Exactly as written, reproduce the lines from the one that contains "If you could pin the blue" through the end of the records.

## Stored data
Content starts
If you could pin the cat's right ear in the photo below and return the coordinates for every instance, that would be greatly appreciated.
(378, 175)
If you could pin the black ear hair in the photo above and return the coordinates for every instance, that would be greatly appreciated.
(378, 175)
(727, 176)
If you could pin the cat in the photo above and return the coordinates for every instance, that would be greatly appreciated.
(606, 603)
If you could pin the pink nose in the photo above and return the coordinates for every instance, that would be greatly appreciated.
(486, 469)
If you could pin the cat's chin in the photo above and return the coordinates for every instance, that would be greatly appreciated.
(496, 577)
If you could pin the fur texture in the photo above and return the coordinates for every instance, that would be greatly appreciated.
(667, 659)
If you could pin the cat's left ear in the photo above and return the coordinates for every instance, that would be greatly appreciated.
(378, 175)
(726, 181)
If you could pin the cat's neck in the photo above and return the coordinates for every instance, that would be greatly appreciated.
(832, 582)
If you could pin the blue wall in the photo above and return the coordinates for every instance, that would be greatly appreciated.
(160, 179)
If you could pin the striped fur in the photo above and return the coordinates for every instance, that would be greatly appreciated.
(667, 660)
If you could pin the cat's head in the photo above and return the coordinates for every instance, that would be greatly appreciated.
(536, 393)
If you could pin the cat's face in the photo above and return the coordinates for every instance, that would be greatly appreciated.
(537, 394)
Content ends
## Response
If you could pin the blue wall in the photo above and return the coordinates for every instance, that would be greatly appreciated.
(160, 179)
If you could pin the striped fur in the photo above and return the coordinates for every instance, that would be greatly appreciated.
(667, 660)
If you could pin the cat's head in the photo above and return the coordinates for every instance, that would be greatly appreciated.
(536, 393)
If you could pin the cat's face in the photo above and return the coordinates for every instance, that would be greatly appreciated.
(537, 394)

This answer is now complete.